--- Supplied records ---
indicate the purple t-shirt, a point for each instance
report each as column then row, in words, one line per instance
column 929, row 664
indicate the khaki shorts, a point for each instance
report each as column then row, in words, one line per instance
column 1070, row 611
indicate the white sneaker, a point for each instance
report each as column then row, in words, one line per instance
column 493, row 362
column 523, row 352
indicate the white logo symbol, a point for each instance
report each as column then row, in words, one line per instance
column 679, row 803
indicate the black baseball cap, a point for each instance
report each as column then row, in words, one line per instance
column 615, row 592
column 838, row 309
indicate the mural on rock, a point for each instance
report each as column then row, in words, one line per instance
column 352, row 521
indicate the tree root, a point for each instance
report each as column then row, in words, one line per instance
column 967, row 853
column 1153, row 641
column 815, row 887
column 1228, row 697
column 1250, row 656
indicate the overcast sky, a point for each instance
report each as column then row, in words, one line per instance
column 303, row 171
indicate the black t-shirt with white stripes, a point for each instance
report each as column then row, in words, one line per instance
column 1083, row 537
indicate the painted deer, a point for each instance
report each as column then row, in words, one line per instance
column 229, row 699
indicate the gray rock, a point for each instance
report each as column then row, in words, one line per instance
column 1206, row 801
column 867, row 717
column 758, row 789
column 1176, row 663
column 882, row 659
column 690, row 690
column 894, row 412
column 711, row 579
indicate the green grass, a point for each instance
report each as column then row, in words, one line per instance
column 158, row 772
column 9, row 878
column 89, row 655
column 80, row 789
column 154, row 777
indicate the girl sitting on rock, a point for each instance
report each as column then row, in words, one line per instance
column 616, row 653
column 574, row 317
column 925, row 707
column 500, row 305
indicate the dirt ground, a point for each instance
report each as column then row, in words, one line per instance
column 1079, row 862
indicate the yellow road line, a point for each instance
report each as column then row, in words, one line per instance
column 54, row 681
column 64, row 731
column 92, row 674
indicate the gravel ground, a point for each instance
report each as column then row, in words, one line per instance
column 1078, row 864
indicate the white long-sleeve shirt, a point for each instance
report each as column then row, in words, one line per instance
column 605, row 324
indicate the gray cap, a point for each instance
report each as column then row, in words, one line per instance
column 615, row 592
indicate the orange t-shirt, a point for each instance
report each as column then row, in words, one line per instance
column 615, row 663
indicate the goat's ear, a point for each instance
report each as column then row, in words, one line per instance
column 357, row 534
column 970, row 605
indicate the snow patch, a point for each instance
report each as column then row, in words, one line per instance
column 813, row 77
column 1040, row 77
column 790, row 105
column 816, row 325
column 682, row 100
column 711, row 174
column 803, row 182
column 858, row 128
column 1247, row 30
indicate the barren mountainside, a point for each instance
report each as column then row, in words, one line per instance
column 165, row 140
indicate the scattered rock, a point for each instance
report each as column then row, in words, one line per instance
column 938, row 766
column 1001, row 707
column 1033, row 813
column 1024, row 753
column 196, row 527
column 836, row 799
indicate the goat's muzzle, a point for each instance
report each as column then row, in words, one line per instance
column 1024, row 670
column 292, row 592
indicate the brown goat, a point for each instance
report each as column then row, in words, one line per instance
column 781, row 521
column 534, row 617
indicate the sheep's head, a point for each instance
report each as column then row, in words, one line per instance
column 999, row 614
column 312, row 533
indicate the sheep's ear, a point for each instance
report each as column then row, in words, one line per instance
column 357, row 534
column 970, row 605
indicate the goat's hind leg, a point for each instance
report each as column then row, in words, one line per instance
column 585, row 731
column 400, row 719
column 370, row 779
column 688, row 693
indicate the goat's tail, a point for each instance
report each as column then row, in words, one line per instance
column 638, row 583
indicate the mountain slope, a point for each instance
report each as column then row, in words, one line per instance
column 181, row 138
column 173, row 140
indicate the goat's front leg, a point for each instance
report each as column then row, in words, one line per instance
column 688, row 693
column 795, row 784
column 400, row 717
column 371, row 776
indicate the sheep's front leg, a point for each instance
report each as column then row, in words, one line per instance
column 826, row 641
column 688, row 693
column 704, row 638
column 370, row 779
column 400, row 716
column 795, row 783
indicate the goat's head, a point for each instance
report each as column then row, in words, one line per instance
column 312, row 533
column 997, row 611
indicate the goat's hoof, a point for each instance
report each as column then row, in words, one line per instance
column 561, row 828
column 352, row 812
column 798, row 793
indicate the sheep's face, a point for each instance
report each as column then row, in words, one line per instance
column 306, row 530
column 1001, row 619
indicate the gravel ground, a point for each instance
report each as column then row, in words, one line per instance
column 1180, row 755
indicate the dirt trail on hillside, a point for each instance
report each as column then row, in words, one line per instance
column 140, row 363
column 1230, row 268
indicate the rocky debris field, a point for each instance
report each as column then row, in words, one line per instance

--- Directive ---
Convert every line of all the records above into a JSON list of strings, one string per line, omitting any blank lines.

--- Solution to this problem ---
[
  "indicate the purple t-shirt, a point for each instance",
  "report each as column then row, in words, one line per instance",
  "column 929, row 664",
  "indicate the khaki shorts, a point for each instance",
  "report each as column then row, in words, one line per instance",
  "column 1070, row 611",
  "indicate the white sneaker, a point for each instance",
  "report each as column then row, in words, one line per instance",
  "column 493, row 362",
  "column 523, row 352",
  "indicate the white logo symbol, a point for each instance",
  "report each as column then row, in words, one line per instance",
  "column 679, row 803",
  "indicate the black baseball cap, a point for each instance",
  "report each as column then row, in words, one line per instance",
  "column 615, row 592",
  "column 838, row 309",
  "indicate the mural on rock, a point for each instance",
  "report each as column then row, in words, one line per instance",
  "column 352, row 521",
  "indicate the tree root, a point for each instance",
  "report each as column then row, in words, one line per instance",
  "column 967, row 853",
  "column 1153, row 641",
  "column 815, row 887",
  "column 1228, row 697",
  "column 1250, row 656",
  "indicate the overcast sky, a point for each instance",
  "report each as column then row, in words, one line per instance",
  "column 303, row 171",
  "indicate the black t-shirt with white stripes, a point for each instance",
  "report each as column then row, in words, one line per instance",
  "column 1083, row 537",
  "indicate the painted deer, a point for each instance",
  "report each as column then row, in words, one line per instance",
  "column 229, row 699",
  "indicate the gray rock, a point for each instance",
  "report each as column then row, in words, one line per instance",
  "column 1206, row 801",
  "column 867, row 717",
  "column 758, row 789",
  "column 1176, row 663",
  "column 882, row 659",
  "column 690, row 690",
  "column 894, row 412",
  "column 711, row 579",
  "indicate the green grass, a point for each instance",
  "report each as column then row, in words, one line per instance",
  "column 158, row 772",
  "column 9, row 878",
  "column 89, row 655",
  "column 80, row 789",
  "column 154, row 777",
  "indicate the girl sitting on rock, a point for each instance",
  "report each as column then row, in words, one line per instance",
  "column 616, row 653",
  "column 574, row 317",
  "column 925, row 707",
  "column 500, row 305",
  "indicate the dirt ground, a point for each instance",
  "report each as column then row, in words, one line per instance",
  "column 1079, row 862",
  "indicate the yellow road line, a point for each instance",
  "report each as column then row, in words, one line per instance",
  "column 54, row 681",
  "column 64, row 731",
  "column 92, row 674",
  "indicate the gravel ground, a point for each instance",
  "report each as column then row, in words, one line per instance",
  "column 1078, row 864",
  "indicate the white long-sleeve shirt, a point for each instance",
  "report each as column then row, in words, one line per instance",
  "column 605, row 324",
  "indicate the gray cap, a point for each instance",
  "report each as column then row, in words, one line per instance",
  "column 615, row 592",
  "indicate the orange t-shirt, a point for each instance",
  "report each as column then row, in words, one line per instance",
  "column 615, row 663",
  "indicate the goat's ear, a point for each instance",
  "report each as column then row, in words, one line per instance",
  "column 357, row 534",
  "column 970, row 605",
  "indicate the snow patch, a point for each instance",
  "report each as column then row, in words, one line per instance",
  "column 813, row 77",
  "column 1040, row 77",
  "column 790, row 105",
  "column 816, row 325",
  "column 682, row 100",
  "column 711, row 174",
  "column 803, row 182",
  "column 858, row 128",
  "column 1247, row 30",
  "indicate the barren mountainside, a point for each instance",
  "report each as column then row, in words, one line per instance",
  "column 165, row 140",
  "indicate the scattered rock, a point for each instance",
  "report each as column then row, in words, one line per instance",
  "column 938, row 766",
  "column 1001, row 707",
  "column 1033, row 813",
  "column 1024, row 753",
  "column 196, row 527",
  "column 836, row 799",
  "indicate the goat's muzzle, a point for each instance",
  "report each as column then row, in words, one line per instance",
  "column 1024, row 670",
  "column 292, row 592",
  "indicate the brown goat, a point for each instance",
  "report each as column then row, in words, one line per instance",
  "column 781, row 521",
  "column 534, row 617",
  "indicate the sheep's head, a point for each instance",
  "report each as column then row, in words, one line per instance",
  "column 999, row 614",
  "column 312, row 533",
  "indicate the sheep's ear, a point for each instance",
  "report each as column then row, in words, one line per instance",
  "column 357, row 534",
  "column 970, row 605",
  "indicate the goat's hind leg, a point for each instance",
  "report each as column then row, in words, one line per instance",
  "column 585, row 731",
  "column 400, row 719",
  "column 370, row 779",
  "column 688, row 693",
  "indicate the goat's tail, a point for each instance",
  "report each as column then row, in words, one line per instance",
  "column 638, row 583",
  "indicate the mountain slope, a point for each instance",
  "report each as column then row, in words, one line per instance",
  "column 181, row 138",
  "column 173, row 140",
  "indicate the goat's front leg, a point for each instance",
  "report each as column then row, in words, one line per instance",
  "column 688, row 693",
  "column 795, row 784",
  "column 400, row 717",
  "column 371, row 776",
  "indicate the sheep's front leg, a point for each instance",
  "report each as column then row, in words, one line per instance",
  "column 826, row 641",
  "column 688, row 693",
  "column 704, row 638",
  "column 370, row 779",
  "column 400, row 716",
  "column 795, row 783",
  "indicate the goat's head, a point for each instance",
  "report each as column then row, in words, one line per instance",
  "column 312, row 533",
  "column 997, row 611",
  "indicate the goat's hoof, a point for each instance",
  "report each as column then row, in words, one line per instance",
  "column 561, row 828",
  "column 352, row 812",
  "column 798, row 793",
  "indicate the sheep's face, a point for each instance",
  "report each as column then row, in words, one line per instance",
  "column 306, row 530",
  "column 1001, row 619",
  "indicate the gravel ground, a point for each instance",
  "report each as column then row, in words, one line per instance",
  "column 1180, row 755",
  "indicate the dirt trail on hillside, a point for each instance",
  "report each as column then row, in words, one line per instance",
  "column 140, row 363",
  "column 1230, row 268",
  "indicate the rocky debris field, a point for each instance",
  "report each as column then row, in words, one line per instance"
]